▸ Goal: Beginning at the line containing "Tag one point on each instance of the roof vent" and continuing to the end of the records below, give each line again exactly as it stands, and only those lines.

▸ Items from a dataset:
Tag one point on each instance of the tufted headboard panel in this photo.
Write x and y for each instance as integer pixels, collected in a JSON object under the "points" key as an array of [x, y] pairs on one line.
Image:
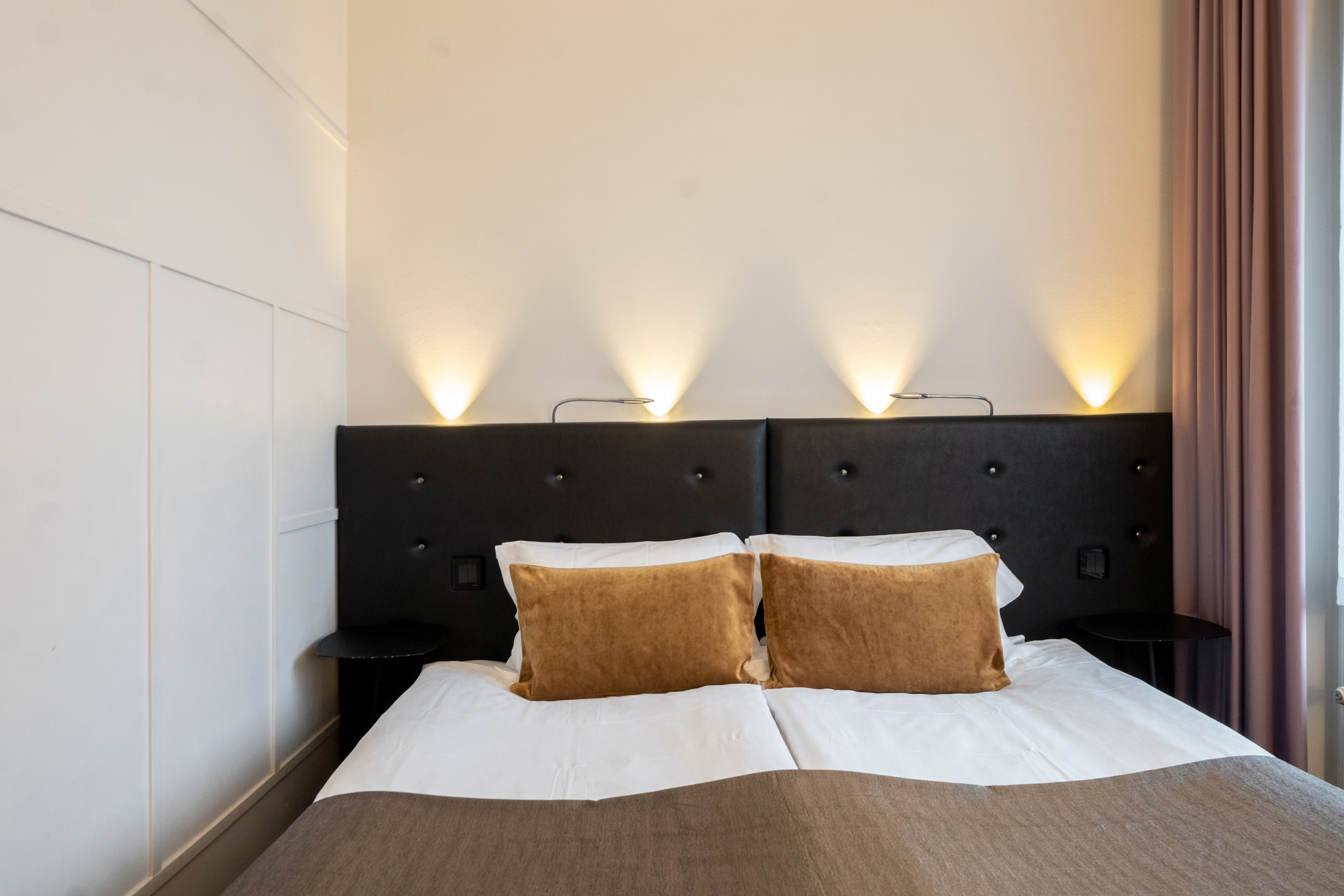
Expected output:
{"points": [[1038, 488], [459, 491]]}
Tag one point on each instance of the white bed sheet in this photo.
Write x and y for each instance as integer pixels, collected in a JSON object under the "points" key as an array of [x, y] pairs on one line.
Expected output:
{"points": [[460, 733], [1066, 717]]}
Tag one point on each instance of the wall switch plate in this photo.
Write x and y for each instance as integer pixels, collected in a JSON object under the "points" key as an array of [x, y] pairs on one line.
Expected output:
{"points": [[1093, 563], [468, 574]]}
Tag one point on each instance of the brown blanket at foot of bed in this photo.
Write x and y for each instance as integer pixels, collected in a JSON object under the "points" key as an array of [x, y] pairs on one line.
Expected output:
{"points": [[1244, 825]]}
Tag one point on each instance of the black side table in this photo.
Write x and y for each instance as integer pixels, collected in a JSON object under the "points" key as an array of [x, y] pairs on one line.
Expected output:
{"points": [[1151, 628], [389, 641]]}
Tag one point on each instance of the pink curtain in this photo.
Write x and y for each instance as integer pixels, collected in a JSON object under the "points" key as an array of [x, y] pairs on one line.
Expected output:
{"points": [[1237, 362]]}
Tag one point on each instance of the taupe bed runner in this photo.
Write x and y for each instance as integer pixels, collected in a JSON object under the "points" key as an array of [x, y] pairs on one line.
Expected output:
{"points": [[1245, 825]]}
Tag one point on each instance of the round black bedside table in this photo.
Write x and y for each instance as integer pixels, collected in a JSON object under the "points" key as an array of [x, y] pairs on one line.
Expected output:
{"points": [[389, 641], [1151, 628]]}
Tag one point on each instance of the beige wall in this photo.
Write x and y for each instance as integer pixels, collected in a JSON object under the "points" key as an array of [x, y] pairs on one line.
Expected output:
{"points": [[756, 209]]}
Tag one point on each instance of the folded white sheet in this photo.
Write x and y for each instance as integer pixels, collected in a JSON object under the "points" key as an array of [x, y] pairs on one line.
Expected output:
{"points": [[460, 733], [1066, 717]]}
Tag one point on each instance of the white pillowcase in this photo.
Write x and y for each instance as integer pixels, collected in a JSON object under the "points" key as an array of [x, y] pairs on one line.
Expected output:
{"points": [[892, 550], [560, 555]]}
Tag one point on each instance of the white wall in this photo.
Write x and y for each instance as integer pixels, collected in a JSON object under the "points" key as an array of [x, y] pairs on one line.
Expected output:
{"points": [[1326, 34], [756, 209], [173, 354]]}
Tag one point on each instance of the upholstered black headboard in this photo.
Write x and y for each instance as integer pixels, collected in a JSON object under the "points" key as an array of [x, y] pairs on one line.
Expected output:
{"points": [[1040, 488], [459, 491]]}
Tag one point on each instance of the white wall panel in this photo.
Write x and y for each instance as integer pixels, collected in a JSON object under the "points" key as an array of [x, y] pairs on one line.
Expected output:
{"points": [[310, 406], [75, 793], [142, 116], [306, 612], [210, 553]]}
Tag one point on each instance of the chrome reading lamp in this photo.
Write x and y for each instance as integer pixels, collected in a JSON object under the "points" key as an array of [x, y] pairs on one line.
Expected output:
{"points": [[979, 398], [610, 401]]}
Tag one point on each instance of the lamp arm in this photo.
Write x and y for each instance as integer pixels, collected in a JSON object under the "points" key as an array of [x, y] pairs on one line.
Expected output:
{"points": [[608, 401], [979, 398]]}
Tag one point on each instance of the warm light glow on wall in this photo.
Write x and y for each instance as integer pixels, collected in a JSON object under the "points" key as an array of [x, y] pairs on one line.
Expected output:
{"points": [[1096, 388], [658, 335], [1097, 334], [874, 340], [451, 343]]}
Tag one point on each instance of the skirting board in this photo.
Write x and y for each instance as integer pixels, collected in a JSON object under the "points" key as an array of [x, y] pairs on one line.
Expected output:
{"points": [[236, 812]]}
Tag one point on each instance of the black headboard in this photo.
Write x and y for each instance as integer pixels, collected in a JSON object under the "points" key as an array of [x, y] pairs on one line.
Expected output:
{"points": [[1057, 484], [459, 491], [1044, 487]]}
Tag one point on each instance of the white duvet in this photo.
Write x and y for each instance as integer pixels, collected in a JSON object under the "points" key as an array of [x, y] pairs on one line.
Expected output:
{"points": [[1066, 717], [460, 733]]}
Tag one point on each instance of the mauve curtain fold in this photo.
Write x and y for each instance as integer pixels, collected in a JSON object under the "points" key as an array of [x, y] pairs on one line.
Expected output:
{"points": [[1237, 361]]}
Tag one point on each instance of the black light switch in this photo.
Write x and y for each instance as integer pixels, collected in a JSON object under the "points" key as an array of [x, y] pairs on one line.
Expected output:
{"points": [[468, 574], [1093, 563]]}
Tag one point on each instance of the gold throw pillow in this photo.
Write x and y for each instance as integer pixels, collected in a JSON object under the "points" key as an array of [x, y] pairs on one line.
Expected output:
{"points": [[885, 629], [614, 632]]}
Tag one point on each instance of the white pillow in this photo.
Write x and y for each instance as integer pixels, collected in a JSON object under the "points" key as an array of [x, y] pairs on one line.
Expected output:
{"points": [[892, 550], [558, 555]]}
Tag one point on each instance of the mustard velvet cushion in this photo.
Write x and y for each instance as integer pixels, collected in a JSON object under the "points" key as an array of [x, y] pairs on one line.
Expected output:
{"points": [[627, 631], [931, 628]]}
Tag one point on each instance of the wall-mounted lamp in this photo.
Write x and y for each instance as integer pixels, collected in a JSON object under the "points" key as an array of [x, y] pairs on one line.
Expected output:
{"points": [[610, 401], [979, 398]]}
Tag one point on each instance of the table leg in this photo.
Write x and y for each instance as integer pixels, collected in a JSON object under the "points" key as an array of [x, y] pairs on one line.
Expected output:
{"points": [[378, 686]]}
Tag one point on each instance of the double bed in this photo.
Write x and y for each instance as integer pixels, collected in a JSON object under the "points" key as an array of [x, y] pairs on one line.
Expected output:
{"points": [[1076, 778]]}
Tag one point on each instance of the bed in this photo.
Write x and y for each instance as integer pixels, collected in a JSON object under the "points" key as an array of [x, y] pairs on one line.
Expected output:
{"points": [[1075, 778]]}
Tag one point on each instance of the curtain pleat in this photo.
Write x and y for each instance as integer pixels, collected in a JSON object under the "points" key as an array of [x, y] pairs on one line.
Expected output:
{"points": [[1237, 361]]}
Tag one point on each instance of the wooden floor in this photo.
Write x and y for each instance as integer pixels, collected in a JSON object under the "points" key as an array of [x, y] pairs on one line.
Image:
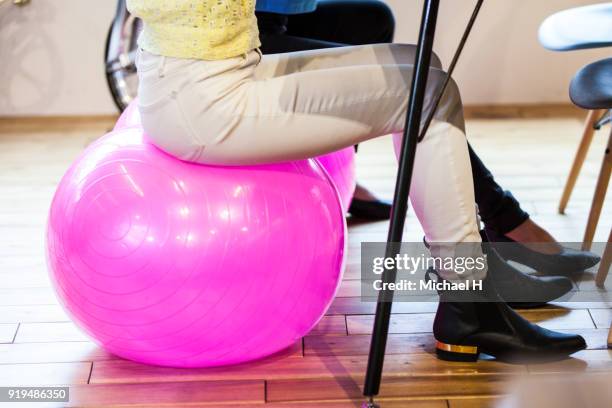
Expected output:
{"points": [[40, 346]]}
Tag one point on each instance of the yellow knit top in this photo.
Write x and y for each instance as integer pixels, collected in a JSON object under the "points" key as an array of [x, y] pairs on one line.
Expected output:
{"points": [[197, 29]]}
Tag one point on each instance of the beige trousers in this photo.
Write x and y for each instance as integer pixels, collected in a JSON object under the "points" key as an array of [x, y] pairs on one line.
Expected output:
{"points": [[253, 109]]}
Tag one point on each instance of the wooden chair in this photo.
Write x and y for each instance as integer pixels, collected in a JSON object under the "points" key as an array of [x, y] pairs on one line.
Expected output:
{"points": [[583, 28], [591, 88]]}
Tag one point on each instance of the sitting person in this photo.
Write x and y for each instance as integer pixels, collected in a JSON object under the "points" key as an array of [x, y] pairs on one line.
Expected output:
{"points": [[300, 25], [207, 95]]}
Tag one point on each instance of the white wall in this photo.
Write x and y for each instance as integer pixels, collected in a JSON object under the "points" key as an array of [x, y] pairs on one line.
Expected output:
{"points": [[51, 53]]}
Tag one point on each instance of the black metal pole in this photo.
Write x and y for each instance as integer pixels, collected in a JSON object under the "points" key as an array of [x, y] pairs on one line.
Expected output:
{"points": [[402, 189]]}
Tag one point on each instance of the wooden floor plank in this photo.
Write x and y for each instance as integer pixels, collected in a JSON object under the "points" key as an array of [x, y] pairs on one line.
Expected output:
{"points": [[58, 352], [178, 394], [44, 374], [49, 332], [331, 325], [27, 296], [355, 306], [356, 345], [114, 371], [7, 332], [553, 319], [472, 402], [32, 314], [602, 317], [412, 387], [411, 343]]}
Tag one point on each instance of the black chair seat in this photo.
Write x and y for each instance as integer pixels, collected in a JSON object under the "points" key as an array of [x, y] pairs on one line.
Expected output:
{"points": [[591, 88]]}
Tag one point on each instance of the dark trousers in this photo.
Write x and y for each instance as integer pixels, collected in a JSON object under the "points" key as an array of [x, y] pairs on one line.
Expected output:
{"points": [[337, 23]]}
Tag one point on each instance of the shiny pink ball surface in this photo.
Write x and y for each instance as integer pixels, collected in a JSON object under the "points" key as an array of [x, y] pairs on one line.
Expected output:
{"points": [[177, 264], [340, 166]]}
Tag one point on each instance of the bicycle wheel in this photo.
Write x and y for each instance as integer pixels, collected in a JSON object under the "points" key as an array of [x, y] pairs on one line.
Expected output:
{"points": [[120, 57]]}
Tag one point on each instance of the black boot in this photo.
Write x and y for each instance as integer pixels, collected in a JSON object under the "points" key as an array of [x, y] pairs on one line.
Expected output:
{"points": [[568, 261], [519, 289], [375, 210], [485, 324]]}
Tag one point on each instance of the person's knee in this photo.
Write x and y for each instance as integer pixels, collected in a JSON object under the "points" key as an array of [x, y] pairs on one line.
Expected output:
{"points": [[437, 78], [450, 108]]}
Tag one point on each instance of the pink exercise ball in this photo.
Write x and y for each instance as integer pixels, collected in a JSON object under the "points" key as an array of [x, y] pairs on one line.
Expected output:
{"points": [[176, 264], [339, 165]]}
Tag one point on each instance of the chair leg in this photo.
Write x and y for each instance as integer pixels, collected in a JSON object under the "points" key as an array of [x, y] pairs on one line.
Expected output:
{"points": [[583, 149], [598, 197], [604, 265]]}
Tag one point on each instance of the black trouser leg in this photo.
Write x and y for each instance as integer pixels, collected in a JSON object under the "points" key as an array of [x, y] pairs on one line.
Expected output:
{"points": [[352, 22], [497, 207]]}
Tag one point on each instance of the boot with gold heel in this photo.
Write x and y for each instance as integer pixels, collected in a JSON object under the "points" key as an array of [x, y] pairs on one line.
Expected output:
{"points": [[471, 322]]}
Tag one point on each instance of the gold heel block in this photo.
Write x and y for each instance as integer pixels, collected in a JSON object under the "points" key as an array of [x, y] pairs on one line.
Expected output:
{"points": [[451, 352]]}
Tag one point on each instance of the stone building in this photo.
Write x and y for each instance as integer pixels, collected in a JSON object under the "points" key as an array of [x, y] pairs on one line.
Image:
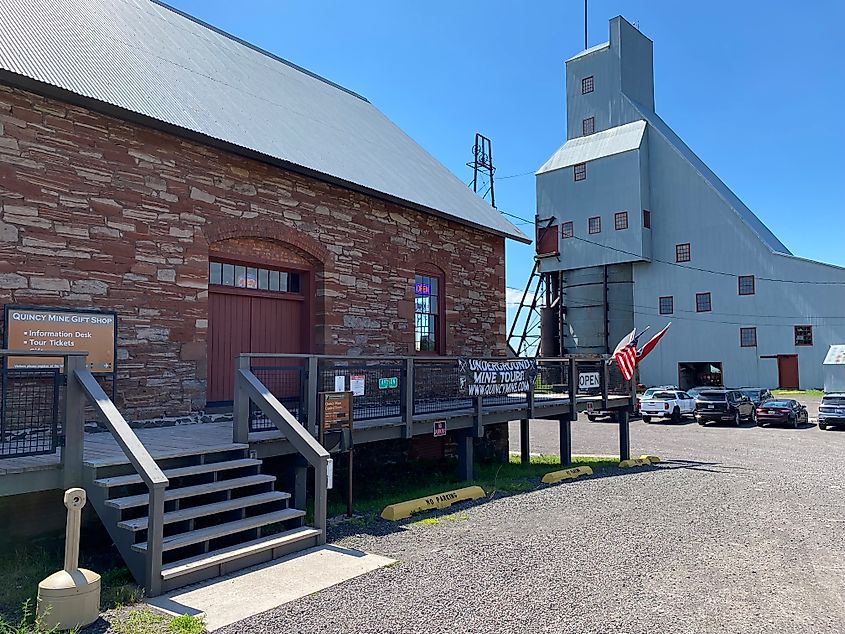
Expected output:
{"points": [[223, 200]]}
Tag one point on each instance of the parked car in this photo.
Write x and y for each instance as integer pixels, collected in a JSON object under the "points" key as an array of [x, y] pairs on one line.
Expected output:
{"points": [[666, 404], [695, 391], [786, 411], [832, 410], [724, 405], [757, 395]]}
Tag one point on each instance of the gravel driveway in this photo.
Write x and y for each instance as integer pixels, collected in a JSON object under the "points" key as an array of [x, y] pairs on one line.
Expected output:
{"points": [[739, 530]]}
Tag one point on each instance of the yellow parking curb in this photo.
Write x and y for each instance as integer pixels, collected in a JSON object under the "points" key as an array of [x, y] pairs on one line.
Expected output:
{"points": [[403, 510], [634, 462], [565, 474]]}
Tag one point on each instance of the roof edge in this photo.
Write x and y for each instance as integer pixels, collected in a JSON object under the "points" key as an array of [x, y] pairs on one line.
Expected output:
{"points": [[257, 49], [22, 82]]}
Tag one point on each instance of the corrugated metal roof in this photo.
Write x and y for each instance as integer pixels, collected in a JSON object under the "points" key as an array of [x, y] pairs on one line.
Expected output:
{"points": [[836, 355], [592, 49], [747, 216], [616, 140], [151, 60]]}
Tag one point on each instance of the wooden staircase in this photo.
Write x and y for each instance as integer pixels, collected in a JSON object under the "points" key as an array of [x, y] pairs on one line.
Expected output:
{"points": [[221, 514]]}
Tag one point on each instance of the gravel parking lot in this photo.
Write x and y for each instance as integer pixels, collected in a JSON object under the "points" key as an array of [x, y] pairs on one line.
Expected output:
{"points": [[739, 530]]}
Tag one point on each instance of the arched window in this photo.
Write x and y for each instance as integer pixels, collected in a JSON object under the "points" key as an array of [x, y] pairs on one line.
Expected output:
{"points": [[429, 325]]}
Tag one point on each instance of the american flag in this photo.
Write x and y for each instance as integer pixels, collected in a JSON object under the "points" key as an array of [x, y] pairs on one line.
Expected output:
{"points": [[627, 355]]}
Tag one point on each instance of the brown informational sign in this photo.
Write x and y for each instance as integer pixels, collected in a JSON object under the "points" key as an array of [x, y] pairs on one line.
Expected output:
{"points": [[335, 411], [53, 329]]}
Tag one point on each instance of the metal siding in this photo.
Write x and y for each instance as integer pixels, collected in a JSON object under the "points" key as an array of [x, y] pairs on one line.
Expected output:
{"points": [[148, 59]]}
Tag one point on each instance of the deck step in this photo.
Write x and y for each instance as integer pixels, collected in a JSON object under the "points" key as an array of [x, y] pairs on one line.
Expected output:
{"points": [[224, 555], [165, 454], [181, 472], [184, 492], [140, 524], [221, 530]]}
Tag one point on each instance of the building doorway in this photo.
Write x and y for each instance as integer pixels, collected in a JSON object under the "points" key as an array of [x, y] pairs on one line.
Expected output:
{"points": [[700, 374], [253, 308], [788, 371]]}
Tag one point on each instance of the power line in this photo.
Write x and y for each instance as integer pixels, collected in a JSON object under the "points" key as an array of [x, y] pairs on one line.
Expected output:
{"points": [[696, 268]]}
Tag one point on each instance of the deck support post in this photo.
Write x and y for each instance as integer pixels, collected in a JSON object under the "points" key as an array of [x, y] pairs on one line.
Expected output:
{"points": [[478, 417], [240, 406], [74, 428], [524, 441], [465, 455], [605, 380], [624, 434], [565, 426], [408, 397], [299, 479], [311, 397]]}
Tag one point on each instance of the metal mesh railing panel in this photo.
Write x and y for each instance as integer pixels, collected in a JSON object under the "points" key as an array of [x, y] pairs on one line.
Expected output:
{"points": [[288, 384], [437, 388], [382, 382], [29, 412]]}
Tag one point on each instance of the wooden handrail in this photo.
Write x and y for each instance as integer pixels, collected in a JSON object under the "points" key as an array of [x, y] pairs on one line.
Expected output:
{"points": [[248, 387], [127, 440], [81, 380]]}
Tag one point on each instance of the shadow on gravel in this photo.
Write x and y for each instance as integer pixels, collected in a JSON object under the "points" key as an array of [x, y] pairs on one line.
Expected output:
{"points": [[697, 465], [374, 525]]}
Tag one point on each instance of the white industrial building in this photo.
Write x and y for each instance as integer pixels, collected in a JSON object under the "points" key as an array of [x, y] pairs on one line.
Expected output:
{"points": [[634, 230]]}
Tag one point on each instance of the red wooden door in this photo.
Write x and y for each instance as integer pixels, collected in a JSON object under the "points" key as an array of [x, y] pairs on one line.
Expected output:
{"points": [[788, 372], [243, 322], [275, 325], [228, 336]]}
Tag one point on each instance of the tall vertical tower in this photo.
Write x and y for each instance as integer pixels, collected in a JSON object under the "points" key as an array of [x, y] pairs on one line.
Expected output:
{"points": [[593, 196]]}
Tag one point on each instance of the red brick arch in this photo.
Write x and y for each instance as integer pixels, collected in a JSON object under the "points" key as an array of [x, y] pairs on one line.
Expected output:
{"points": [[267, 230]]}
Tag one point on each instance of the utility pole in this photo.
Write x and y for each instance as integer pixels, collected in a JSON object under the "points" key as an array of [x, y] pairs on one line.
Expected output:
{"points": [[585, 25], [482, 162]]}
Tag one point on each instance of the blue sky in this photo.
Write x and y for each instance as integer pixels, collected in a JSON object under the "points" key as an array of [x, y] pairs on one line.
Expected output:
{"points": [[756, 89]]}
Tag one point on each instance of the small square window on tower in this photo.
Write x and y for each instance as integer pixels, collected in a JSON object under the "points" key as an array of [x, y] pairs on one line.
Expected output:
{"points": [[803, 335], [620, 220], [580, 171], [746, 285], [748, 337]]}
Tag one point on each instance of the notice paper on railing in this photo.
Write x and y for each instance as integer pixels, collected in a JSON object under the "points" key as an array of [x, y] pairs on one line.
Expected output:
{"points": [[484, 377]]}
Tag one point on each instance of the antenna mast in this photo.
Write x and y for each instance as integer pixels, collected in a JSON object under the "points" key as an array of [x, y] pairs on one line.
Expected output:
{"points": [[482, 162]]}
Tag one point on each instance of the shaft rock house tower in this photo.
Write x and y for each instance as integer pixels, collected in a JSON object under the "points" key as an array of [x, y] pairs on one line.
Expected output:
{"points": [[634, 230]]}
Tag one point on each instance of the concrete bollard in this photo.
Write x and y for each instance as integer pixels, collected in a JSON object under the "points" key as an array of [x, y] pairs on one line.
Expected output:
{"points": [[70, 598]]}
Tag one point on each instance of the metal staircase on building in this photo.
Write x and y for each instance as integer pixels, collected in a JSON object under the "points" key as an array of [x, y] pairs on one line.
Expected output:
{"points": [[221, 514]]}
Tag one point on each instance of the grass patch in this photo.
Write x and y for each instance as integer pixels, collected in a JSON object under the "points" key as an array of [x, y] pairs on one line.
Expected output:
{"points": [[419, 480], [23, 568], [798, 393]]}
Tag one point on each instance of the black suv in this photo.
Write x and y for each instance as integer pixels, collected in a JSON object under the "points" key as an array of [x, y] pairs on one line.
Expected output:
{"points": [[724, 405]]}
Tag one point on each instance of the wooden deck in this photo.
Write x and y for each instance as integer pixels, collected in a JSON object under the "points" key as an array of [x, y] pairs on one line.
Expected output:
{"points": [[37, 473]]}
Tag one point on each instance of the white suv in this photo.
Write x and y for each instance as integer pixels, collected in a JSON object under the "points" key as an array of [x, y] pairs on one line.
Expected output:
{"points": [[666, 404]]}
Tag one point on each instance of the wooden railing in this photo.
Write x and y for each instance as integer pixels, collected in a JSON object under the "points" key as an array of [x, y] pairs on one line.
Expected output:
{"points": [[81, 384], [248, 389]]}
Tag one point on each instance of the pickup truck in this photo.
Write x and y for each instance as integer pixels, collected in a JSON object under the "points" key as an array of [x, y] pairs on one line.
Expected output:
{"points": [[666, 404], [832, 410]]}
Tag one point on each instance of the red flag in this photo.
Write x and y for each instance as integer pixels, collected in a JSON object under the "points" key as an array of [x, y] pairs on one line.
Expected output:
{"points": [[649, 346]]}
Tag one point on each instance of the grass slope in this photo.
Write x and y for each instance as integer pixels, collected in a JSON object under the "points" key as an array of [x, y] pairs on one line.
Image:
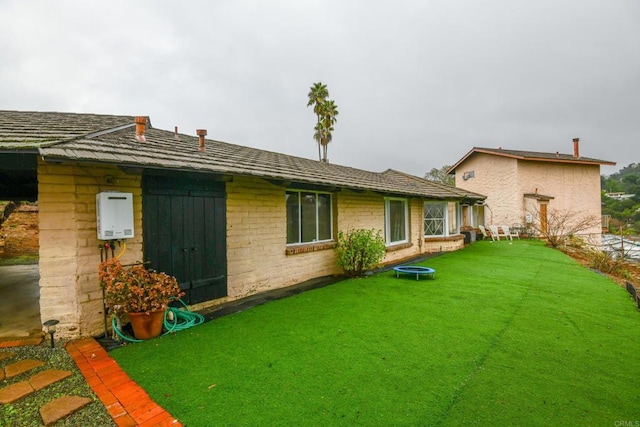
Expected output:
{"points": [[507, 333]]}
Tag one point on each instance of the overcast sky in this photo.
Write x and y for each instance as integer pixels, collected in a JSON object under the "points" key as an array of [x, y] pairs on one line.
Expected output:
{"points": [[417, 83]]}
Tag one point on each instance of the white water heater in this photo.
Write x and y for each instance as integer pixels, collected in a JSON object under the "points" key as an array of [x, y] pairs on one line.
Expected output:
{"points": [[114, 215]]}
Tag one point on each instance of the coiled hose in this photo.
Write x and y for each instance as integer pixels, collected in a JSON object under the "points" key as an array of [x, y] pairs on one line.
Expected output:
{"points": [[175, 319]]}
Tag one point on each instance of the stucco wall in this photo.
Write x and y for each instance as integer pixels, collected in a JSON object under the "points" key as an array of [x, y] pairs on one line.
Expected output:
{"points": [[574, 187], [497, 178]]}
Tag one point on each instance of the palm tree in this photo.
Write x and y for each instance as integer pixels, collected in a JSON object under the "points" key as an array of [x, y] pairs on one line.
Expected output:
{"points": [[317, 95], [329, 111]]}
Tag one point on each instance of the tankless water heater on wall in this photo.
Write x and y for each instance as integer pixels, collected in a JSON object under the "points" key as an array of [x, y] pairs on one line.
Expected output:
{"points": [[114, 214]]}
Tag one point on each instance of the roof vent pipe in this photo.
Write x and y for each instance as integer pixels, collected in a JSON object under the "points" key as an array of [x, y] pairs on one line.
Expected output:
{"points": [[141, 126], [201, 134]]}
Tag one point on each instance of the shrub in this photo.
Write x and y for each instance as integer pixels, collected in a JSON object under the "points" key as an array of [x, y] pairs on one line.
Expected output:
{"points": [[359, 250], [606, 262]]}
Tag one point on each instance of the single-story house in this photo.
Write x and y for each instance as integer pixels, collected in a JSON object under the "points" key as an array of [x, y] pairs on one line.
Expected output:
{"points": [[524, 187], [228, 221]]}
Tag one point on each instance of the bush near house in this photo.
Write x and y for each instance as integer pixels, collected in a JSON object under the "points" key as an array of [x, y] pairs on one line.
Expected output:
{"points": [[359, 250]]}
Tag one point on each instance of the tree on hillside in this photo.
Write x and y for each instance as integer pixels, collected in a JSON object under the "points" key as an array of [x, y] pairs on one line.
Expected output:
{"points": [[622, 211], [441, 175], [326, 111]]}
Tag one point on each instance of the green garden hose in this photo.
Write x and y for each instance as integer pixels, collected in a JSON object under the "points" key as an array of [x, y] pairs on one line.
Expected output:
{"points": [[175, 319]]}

▸ The reply:
Tag one point on each instance of the roof vent pipe in this photo.
Write x and y for each instance as integer pixels, collected in a JSON object under the "points" key as an array of [x, y] pairs on one line.
Expected output:
{"points": [[141, 126], [201, 134]]}
Tag one point on each instance of the shrub in this photo.
Write x and y for each instance as integer pixels, collected in a JSON object under the "points" key as an array of [x, y] pairs on one line.
Expected output:
{"points": [[359, 250], [606, 262]]}
Tag one point on each instance of the single-story house in this photo.
Write x and y for each instance as integer pixels, collected in a JSON object under the "points" key as an array of [x, y] pairs on one line.
Expected output:
{"points": [[524, 187], [228, 221]]}
Tag one point on each instance of the bush near house in this photo.
Write x and y for each instance as integer pixels, collected in a JSON object under the "points" key as an array of [x, y] pairs on one line.
Expected output:
{"points": [[359, 250]]}
Tag one point on each instance of the tree on hillside in this photo.
Write x and y for each instance as integer pixels, collected in a JSON object under the "points" key as an array of [x, y] pairs on one line.
Expected output:
{"points": [[622, 211], [441, 175], [326, 111]]}
Tag one point on each instance of the green garden hose in this photo.
Write x and y for each instance as integer pixels, collected in a JSON object under the "points" key as an array of [x, y] pairs on one line.
Expected output:
{"points": [[175, 319]]}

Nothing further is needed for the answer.